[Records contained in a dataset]
—————

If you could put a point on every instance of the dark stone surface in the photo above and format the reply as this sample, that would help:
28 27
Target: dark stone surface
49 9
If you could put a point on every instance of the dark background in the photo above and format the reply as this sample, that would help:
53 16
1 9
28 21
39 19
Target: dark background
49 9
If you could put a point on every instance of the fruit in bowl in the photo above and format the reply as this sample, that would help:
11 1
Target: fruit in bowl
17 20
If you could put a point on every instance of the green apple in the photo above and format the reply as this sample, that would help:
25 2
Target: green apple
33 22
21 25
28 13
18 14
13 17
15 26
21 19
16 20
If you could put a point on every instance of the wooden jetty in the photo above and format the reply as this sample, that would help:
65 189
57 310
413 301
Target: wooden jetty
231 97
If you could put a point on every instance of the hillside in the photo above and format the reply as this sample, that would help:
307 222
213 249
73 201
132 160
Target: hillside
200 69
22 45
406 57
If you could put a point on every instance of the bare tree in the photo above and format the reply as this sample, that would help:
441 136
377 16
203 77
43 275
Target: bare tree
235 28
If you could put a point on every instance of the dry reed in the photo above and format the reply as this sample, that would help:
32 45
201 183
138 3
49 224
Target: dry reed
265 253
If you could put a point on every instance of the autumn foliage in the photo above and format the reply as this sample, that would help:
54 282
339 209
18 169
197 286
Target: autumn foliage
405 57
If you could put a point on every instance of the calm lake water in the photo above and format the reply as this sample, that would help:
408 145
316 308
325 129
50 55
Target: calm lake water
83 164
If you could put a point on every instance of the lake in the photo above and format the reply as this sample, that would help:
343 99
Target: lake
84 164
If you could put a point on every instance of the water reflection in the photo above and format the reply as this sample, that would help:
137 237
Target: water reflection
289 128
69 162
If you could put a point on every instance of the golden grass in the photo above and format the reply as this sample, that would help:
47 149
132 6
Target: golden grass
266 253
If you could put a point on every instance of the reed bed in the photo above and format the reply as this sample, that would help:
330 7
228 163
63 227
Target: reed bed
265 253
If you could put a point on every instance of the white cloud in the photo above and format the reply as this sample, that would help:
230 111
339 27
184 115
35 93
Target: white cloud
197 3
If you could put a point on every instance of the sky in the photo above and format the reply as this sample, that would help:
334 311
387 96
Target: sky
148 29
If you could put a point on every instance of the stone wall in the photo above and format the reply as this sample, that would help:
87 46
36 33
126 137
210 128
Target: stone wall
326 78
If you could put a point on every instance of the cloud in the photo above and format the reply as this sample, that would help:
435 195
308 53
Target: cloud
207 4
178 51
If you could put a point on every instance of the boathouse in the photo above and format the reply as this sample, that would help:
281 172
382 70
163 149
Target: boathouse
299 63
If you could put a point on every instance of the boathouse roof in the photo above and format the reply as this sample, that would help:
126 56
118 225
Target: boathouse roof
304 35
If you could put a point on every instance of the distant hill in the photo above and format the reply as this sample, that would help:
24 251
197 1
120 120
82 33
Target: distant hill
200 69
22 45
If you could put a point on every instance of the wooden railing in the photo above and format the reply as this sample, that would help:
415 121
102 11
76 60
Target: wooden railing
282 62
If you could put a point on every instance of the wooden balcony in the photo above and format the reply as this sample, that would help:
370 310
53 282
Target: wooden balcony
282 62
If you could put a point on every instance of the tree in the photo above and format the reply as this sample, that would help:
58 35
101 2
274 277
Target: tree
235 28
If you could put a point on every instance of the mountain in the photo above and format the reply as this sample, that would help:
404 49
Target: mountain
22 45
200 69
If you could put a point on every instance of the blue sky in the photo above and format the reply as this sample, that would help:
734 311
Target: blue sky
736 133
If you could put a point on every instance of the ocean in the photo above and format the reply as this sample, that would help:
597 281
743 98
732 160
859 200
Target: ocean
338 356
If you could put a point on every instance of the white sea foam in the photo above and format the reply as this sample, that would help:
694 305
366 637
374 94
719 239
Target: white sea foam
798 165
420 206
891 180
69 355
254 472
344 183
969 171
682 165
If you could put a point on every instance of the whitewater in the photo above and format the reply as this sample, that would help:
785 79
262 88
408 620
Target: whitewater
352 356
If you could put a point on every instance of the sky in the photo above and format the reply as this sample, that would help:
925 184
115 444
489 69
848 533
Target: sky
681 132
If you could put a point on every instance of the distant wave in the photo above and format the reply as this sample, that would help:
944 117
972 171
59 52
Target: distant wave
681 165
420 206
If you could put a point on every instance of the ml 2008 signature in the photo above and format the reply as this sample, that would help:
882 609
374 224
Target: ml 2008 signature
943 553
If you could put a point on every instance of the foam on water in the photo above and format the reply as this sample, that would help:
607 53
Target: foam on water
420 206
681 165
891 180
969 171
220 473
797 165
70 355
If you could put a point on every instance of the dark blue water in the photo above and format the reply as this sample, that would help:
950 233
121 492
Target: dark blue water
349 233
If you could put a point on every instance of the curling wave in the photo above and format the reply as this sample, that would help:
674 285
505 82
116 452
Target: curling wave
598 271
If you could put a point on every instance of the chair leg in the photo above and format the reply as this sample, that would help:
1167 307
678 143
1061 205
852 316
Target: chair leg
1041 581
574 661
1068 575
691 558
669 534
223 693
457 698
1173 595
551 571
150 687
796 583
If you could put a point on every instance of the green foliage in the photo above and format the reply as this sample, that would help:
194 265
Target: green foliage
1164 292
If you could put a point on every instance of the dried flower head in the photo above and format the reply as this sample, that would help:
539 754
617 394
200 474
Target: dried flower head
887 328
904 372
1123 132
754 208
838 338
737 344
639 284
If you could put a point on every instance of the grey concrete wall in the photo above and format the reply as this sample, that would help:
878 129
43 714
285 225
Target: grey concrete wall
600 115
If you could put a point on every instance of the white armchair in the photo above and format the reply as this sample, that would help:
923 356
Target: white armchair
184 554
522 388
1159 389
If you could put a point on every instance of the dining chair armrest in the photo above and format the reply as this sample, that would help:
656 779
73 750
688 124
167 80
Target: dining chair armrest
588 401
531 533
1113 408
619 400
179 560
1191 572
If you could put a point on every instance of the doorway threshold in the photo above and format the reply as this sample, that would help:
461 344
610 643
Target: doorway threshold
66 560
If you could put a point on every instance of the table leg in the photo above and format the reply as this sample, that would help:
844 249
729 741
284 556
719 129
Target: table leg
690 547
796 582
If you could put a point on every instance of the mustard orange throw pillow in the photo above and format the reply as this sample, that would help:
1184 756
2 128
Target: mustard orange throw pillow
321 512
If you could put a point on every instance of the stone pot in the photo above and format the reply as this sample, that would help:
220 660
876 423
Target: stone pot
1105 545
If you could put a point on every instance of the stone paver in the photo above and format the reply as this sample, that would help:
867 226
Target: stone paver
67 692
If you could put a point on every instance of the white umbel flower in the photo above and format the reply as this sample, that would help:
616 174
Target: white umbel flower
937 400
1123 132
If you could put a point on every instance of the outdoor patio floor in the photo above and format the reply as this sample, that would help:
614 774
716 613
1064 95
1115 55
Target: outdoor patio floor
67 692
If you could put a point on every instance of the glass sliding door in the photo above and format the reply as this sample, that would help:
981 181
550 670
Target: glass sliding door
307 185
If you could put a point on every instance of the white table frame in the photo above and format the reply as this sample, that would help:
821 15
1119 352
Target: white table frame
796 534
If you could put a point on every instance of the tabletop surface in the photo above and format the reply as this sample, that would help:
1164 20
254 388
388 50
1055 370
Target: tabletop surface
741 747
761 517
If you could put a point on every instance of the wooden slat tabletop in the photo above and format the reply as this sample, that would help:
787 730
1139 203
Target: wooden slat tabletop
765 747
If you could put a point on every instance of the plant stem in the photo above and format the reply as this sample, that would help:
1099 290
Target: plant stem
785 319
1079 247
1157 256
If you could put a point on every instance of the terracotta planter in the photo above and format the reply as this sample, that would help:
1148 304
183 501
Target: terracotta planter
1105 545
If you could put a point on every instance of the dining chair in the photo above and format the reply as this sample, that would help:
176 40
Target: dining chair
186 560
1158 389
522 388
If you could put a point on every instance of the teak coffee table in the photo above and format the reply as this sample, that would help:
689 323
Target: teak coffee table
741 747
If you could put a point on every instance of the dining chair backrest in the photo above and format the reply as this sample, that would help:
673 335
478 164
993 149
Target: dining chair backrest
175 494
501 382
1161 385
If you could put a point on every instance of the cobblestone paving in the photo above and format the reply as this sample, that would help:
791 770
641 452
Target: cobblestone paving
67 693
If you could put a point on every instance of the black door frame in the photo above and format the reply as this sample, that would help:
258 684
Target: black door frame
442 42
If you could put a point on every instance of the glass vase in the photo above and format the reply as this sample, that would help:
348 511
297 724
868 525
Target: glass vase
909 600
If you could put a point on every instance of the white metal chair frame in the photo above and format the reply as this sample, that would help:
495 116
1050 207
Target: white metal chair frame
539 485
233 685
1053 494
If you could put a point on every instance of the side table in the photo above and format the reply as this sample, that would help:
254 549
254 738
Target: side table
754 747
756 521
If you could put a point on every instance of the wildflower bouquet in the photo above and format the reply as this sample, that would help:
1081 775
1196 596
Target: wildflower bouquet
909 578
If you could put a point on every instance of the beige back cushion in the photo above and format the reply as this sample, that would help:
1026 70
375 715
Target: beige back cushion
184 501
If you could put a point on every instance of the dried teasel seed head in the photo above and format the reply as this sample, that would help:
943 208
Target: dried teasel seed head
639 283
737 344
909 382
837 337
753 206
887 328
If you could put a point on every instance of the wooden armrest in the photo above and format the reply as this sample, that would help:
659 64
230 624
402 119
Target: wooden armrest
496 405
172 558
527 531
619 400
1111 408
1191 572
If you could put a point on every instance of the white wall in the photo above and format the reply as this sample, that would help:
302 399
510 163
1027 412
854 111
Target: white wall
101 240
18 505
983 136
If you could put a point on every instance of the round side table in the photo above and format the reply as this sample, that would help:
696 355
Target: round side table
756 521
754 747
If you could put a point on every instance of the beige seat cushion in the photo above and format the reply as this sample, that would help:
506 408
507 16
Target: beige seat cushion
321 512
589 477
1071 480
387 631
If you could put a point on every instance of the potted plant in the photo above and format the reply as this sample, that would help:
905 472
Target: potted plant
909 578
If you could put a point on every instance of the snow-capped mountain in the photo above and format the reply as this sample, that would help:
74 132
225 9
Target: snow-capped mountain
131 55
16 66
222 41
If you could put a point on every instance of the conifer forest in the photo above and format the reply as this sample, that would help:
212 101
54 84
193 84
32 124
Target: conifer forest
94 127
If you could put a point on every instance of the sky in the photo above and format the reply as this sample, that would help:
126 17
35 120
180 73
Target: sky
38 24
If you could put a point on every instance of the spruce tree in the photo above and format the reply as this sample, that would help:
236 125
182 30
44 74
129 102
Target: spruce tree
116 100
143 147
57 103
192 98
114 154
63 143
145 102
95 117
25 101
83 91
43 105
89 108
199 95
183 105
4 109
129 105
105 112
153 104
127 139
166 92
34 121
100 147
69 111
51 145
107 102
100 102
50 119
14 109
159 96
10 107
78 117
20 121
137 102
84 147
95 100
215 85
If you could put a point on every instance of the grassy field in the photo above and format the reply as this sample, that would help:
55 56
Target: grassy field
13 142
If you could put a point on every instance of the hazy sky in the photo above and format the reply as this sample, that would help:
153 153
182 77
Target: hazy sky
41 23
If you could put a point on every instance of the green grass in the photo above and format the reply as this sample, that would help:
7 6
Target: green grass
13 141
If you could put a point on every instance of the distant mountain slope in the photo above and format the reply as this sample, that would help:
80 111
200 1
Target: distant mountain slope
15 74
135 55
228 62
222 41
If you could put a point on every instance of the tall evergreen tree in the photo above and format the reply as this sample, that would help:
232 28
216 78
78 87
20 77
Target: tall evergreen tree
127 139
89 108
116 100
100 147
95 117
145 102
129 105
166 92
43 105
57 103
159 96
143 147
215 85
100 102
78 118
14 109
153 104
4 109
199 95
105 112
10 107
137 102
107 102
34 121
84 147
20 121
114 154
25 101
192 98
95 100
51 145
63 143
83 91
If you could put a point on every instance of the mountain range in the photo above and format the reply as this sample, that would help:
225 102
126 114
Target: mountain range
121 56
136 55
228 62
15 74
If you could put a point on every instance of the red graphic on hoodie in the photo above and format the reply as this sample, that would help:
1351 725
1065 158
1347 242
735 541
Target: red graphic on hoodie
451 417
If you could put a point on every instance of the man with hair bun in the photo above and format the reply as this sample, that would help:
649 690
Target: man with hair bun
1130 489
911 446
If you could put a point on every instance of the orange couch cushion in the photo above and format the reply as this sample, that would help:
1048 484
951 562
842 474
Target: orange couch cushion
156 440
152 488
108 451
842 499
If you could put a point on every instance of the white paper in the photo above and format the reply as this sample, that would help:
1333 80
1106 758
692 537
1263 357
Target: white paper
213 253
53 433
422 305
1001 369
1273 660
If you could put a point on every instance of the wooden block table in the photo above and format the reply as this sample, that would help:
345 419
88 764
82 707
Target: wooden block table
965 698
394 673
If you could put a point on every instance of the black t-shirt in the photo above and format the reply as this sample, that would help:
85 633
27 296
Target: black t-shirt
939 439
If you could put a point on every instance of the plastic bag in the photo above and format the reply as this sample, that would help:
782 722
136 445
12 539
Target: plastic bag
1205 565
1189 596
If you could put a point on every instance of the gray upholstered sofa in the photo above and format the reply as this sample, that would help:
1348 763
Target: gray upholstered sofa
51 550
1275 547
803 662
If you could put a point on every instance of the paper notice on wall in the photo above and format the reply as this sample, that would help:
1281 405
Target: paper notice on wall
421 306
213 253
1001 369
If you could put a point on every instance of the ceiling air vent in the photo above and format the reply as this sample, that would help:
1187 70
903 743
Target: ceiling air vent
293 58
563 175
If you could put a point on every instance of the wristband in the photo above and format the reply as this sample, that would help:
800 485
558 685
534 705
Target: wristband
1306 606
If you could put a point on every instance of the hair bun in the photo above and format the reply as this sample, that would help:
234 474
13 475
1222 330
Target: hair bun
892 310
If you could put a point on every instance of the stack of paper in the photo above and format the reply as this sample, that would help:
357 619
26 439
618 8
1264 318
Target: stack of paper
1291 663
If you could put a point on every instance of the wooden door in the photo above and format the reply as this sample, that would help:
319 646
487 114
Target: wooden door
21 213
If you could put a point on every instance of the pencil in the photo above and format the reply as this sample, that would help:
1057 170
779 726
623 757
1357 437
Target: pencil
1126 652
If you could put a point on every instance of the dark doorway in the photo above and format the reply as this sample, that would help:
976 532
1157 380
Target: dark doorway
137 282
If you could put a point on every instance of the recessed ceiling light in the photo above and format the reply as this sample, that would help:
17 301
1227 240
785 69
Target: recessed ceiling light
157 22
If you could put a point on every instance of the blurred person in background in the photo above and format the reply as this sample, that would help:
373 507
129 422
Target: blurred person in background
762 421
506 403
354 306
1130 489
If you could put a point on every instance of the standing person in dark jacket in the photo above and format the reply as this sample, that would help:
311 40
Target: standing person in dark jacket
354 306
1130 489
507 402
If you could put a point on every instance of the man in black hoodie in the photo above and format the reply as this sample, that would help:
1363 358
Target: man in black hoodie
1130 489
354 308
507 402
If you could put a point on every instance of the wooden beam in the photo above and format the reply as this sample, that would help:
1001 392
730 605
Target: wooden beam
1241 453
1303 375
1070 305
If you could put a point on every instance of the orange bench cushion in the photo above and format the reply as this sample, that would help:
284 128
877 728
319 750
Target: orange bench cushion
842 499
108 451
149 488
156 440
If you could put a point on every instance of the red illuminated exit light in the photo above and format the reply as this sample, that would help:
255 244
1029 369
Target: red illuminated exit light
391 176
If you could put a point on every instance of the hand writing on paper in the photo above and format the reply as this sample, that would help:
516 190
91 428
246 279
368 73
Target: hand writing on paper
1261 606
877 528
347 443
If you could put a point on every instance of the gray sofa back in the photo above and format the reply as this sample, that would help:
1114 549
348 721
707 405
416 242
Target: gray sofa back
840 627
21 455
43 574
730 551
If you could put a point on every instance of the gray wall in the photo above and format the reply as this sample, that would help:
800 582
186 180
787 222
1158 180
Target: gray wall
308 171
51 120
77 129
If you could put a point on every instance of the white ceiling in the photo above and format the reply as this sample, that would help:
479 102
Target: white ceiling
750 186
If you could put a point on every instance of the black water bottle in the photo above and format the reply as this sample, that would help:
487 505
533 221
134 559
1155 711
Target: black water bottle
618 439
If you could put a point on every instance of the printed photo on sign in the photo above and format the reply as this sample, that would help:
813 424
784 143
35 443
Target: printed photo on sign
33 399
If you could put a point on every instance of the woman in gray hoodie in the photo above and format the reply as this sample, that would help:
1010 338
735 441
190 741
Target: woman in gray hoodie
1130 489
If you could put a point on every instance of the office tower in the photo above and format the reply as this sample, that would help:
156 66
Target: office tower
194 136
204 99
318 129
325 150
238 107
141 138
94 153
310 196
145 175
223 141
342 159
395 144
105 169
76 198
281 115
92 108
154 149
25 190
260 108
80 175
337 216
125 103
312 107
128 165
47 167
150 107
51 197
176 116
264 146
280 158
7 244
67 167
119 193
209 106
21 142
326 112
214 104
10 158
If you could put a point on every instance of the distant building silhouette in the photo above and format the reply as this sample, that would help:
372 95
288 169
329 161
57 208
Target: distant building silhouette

—————

* To do: Retype exactly, please, each line from the line that contains "the gray wall" through the last line of the entries above, with nothing added.

* Output below:
If you could put a point on every instance of the gray wall in the photo above and format the reply as this sample, that would help:
800 582
186 180
787 222
1158 180
Target: gray wall
308 171
51 120
77 129
If you could put a point on every instance of the white ceiling in the photo above and format the reply as this sample, that would help:
479 102
Target: white ceiling
750 186
If you could put a point on every instance of the black water bottle in the photo above and format the reply as this sample, that would help:
487 505
533 221
134 559
1155 711
Target: black water bottle
618 439
If you could put a point on every instance of the printed photo on sign in the photo above and format the reply as this sample, that would help:
813 424
784 143
35 443
Target: printed photo on sign
33 399
If you could put a point on every instance of the woman in gray hoodie in the photo above and format the reply as this sample, that would help:
1010 338
735 441
190 741
Target: woman in gray hoodie
1130 489
If you could put a point on every instance of the office tower in the photo above and format the reply as this sample, that would help:
156 66
Target: office tower
194 136
204 99
318 129
325 150
238 107
141 138
94 153
310 196
145 175
223 141
342 159
395 144
105 169
76 198
281 115
92 108
154 149
25 190
260 108
80 175
337 216
125 103
312 107
128 165
47 167
150 107
51 197
176 116
264 146
280 158
7 244
67 167
119 193
209 106
21 142
326 112
214 104
10 158
If you could put a point on every instance of the distant building silhouette in the photo above and format the reply as this sample, that would help:
372 95
288 169
329 161
57 208
Target: distant building silhouette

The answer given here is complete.